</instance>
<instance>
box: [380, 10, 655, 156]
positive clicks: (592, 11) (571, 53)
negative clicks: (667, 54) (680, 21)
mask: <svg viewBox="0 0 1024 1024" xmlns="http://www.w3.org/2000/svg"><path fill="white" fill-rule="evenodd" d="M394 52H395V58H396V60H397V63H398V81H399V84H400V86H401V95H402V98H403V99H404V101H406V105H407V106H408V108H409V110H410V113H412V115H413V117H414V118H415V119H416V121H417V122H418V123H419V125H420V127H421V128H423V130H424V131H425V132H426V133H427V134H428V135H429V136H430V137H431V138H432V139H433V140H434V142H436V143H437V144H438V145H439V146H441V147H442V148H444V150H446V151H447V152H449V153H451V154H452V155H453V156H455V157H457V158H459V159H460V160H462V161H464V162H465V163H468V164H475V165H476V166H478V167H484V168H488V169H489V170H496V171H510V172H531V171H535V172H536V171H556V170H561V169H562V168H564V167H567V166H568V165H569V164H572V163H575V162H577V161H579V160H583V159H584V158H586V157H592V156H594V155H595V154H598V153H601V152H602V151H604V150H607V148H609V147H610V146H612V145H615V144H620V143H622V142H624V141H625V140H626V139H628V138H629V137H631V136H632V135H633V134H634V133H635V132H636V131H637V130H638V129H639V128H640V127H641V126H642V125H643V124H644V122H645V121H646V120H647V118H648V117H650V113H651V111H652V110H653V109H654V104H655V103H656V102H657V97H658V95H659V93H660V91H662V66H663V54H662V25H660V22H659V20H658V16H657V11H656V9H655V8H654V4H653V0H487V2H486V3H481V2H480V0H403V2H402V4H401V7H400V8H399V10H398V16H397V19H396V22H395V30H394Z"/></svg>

_EXERCISE GOAL_. Give every line of the records above as a JSON list of strings, one string per line, leaving out blank lines.

_TASK SOLUTION_.
[
  "</instance>",
  "<instance>",
  "box: [380, 10, 655, 156]",
  "positive clicks: (592, 11) (571, 53)",
  "negative clicks: (667, 54) (680, 21)",
  "mask: <svg viewBox=\"0 0 1024 1024\" xmlns=\"http://www.w3.org/2000/svg\"><path fill=\"white\" fill-rule=\"evenodd\" d=\"M394 52H395V58H396V60H397V63H398V81H399V84H400V86H401V95H402V98H403V99H404V101H406V105H407V106H408V108H409V110H410V113H412V115H413V117H414V118H415V119H416V121H417V122H418V123H419V125H420V127H421V128H423V130H424V131H425V132H426V133H427V134H428V135H429V136H430V137H431V138H432V139H433V140H434V142H436V143H437V144H438V145H439V146H441V147H442V148H444V150H446V151H447V152H449V153H451V154H452V155H453V156H455V157H457V158H459V159H460V160H462V161H464V162H465V163H468V164H475V165H476V166H478V167H484V168H488V169H489V170H496V171H510V172H531V171H535V172H536V171H556V170H561V169H562V168H564V167H567V166H568V165H569V164H572V163H575V162H577V161H579V160H583V159H584V158H586V157H592V156H594V155H595V154H598V153H601V152H602V151H604V150H607V148H609V147H610V146H612V145H615V144H620V143H622V142H624V141H625V140H626V139H628V138H629V137H631V136H632V135H633V134H634V133H635V132H636V131H637V130H638V129H639V128H640V127H641V126H642V125H643V124H644V122H645V121H646V120H647V118H648V117H650V113H651V111H652V110H653V109H654V104H655V103H656V102H657V97H658V95H659V93H660V91H662V66H663V54H662V25H660V22H659V20H658V16H657V11H656V9H655V8H654V4H653V0H487V2H486V3H481V2H480V0H403V2H402V4H401V7H400V8H399V10H398V16H397V19H396V22H395V30H394Z\"/></svg>"
]